[A block of data]

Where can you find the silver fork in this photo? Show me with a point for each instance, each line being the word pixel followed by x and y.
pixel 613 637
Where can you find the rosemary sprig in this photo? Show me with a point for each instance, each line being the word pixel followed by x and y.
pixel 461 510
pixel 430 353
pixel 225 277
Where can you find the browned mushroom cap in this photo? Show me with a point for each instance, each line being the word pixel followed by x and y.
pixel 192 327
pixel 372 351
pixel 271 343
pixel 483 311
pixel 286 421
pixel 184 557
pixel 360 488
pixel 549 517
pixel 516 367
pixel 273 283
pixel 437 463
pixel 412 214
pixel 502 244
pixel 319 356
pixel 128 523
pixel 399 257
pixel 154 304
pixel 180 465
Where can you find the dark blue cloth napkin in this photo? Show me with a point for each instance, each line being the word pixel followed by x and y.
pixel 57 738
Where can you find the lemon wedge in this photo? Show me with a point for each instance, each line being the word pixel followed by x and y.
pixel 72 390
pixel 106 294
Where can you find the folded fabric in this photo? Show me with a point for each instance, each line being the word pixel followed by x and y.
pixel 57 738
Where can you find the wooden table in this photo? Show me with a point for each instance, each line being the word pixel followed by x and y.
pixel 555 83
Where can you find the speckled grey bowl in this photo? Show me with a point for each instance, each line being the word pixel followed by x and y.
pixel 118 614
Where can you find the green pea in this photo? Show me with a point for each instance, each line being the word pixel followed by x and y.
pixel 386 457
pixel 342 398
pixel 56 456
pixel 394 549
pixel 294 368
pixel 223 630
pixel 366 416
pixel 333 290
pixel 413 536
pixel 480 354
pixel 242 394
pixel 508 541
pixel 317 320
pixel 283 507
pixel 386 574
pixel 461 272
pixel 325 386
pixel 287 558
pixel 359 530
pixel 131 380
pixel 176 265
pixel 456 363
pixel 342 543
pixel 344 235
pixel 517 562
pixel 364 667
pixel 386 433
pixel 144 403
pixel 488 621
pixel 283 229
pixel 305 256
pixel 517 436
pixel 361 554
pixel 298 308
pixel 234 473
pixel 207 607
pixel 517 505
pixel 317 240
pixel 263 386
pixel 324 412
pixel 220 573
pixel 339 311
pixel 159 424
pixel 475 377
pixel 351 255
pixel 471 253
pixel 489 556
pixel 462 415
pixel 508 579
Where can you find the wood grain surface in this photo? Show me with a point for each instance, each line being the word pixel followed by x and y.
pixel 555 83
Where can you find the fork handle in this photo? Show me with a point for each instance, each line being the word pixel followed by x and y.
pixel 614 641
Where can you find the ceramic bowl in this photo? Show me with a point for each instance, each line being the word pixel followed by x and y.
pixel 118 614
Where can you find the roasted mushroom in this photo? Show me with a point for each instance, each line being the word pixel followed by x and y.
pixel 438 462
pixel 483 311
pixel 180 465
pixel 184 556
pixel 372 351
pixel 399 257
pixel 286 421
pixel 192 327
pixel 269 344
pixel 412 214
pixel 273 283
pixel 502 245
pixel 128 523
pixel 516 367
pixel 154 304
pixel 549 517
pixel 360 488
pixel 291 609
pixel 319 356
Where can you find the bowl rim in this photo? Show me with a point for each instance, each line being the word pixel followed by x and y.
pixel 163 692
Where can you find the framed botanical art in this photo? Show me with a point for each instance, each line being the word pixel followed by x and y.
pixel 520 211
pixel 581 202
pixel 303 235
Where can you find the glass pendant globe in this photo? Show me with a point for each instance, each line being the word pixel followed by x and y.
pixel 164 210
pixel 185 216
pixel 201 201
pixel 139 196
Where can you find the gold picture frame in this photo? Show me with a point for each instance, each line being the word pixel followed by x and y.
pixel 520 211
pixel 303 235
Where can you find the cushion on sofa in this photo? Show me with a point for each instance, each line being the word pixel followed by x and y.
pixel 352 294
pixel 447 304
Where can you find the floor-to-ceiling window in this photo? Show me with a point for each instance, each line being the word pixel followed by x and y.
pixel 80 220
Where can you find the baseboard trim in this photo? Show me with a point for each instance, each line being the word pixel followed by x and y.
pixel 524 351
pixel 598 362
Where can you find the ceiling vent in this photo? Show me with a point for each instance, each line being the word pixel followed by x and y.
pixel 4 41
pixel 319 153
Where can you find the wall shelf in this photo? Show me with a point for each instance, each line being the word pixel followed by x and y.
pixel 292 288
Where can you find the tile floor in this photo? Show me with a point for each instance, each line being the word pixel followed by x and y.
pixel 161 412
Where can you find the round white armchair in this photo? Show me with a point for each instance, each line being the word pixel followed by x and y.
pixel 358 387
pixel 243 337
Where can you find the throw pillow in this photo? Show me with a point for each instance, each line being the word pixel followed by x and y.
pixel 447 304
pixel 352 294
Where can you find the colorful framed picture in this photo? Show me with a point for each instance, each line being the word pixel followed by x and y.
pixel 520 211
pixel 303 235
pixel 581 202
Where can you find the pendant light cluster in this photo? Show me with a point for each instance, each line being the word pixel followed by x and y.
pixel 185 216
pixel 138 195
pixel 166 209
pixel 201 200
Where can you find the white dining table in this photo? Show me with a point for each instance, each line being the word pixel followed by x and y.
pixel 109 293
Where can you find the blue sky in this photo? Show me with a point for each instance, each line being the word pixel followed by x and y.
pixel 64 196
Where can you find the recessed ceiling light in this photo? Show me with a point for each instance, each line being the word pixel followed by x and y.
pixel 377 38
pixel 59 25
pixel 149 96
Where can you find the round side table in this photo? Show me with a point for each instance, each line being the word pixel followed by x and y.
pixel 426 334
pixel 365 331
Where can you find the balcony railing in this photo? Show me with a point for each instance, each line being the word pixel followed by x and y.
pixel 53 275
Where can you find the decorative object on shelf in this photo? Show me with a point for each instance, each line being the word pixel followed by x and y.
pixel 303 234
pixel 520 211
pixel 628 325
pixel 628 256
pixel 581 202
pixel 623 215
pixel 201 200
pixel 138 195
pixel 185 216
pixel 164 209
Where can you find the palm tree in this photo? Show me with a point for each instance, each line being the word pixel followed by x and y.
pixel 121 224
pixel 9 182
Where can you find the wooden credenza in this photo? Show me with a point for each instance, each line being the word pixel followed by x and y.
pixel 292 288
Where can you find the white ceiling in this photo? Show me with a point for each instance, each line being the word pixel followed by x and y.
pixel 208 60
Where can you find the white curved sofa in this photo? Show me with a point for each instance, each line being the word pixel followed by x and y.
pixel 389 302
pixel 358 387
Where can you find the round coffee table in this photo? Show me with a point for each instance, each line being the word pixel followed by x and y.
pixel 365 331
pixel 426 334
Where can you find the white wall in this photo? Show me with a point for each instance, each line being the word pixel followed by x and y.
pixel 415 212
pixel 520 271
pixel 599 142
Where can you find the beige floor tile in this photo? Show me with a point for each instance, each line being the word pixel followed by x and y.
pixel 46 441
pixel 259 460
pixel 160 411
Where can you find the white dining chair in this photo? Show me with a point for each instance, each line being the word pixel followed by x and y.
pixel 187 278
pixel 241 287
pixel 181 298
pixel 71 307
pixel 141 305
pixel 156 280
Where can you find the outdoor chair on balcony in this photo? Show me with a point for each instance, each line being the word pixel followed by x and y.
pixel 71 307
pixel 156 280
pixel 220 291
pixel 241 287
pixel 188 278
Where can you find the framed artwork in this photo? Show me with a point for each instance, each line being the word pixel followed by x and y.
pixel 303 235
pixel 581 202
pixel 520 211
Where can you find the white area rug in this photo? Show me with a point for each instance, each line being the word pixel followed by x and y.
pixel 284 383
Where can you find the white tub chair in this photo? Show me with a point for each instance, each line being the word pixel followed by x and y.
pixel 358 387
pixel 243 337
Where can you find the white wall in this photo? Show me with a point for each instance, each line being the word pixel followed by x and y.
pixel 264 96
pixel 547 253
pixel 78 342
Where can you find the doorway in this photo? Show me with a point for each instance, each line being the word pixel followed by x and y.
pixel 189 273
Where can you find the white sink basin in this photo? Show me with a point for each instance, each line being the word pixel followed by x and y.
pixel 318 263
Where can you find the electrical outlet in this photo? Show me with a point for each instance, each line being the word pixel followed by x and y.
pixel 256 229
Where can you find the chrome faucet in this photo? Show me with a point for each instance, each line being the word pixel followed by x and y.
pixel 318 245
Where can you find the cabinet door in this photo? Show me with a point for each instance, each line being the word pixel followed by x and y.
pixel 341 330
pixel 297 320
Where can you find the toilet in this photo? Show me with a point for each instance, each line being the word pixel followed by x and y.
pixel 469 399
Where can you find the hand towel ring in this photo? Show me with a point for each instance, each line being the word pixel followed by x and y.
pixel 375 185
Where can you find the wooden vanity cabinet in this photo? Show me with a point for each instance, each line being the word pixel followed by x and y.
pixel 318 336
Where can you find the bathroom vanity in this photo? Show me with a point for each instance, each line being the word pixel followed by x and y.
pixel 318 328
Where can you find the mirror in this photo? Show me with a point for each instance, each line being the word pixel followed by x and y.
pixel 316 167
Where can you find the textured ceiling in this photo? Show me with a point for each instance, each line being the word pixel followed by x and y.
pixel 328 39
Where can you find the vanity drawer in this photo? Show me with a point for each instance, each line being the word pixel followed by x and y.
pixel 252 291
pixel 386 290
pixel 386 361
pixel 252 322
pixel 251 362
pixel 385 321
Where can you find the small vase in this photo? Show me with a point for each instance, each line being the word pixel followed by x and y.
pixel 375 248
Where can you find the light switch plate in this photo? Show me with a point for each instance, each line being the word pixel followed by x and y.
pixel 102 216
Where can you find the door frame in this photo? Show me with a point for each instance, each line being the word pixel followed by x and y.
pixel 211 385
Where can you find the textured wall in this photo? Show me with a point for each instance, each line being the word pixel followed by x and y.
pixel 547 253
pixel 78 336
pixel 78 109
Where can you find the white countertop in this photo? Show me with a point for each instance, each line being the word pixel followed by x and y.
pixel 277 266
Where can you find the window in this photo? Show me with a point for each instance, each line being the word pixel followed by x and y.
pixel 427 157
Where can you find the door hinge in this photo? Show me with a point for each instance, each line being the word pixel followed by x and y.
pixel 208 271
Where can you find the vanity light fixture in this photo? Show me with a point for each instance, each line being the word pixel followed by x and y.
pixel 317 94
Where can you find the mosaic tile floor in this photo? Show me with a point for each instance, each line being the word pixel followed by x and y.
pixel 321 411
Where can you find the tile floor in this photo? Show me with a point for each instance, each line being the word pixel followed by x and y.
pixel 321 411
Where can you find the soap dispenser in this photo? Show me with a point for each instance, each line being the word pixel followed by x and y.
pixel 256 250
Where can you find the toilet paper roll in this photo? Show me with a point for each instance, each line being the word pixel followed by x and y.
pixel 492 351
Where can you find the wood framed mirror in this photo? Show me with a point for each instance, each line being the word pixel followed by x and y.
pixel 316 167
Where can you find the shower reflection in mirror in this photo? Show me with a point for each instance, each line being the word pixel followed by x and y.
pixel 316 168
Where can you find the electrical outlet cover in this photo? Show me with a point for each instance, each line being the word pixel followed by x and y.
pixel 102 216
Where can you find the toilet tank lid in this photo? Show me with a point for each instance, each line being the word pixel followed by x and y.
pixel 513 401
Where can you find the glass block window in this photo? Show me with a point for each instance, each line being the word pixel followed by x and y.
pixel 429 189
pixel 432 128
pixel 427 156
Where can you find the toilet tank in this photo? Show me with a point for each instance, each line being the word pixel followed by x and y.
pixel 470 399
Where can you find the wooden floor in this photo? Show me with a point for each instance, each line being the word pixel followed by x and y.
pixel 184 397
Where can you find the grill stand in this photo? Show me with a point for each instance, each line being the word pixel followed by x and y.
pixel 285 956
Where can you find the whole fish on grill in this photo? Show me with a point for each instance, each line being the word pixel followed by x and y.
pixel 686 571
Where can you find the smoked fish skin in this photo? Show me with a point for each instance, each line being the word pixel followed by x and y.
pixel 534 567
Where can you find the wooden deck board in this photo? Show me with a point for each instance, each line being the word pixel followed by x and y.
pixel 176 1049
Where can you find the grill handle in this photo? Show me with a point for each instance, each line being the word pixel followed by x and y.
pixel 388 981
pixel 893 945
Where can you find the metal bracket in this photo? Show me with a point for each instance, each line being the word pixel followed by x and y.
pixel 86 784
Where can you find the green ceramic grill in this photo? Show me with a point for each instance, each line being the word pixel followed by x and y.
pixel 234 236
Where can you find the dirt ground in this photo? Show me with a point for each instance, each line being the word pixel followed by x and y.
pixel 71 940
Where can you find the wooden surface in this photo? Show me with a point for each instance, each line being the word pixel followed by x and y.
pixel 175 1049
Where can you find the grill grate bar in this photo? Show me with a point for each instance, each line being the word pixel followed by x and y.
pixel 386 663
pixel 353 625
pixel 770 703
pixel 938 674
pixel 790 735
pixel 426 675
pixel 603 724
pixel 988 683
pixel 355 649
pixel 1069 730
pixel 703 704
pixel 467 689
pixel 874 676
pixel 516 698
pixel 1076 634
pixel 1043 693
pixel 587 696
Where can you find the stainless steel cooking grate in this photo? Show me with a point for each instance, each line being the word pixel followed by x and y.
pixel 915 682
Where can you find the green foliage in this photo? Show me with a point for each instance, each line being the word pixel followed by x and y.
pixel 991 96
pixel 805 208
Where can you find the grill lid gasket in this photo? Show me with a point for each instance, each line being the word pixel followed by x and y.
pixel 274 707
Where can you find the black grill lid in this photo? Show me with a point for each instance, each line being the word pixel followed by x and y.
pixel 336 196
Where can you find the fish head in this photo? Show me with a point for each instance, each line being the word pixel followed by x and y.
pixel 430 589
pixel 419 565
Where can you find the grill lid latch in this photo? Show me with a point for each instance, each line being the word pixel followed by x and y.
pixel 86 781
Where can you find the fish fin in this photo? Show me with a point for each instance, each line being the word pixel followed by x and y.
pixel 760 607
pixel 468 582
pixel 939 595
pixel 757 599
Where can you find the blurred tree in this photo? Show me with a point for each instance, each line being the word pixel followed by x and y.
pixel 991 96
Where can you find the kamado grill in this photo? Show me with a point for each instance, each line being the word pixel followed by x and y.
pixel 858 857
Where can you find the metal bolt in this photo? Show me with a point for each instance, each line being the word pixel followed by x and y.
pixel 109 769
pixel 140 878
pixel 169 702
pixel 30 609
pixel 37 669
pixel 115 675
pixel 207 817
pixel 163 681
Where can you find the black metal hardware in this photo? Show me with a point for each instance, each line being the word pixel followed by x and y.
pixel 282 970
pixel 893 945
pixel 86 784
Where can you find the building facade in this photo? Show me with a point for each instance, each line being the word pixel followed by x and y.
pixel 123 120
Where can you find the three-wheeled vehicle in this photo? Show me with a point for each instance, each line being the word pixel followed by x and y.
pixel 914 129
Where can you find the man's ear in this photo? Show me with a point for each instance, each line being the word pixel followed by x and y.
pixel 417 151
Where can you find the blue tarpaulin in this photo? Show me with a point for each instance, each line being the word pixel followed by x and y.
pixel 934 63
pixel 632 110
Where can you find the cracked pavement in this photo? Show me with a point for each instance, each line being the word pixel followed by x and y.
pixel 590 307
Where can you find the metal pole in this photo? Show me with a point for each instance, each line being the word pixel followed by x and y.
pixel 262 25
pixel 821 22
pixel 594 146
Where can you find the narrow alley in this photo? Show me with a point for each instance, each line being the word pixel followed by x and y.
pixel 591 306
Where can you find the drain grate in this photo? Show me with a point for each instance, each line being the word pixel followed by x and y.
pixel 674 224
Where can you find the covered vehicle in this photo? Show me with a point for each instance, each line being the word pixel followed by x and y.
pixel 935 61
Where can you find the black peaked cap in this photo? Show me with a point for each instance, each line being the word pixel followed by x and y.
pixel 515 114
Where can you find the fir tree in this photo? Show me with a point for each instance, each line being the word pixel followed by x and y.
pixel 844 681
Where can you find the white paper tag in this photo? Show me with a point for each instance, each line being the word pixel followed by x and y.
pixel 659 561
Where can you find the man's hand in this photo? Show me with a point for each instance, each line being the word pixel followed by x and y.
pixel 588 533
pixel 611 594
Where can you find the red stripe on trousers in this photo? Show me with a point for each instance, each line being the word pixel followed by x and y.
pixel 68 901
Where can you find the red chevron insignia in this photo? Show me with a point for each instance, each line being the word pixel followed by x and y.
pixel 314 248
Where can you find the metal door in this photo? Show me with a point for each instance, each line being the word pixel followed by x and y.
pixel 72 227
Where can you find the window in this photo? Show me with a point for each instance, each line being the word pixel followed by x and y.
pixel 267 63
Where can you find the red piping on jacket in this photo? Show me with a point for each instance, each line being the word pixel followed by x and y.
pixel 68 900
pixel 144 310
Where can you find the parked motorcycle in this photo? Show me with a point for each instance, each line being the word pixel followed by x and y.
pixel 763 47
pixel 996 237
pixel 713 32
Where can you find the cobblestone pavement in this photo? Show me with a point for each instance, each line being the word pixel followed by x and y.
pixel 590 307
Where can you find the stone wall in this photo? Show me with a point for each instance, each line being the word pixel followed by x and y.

TASK REQUIREMENTS =>
Repeat the lines of the records word for word, from the line containing "Where can you find the green foliage" through the line containing "pixel 274 707", with both of those lines included.

SOLUTION =>
Where can you find the green foliage in this photo? Show me with a point for each instance, each line being the word pixel followed by x and y.
pixel 991 96
pixel 805 208
Where can you find the grill lid gasket in this photo? Show me with a point for each instance, each line being the word pixel followed by x and y.
pixel 274 707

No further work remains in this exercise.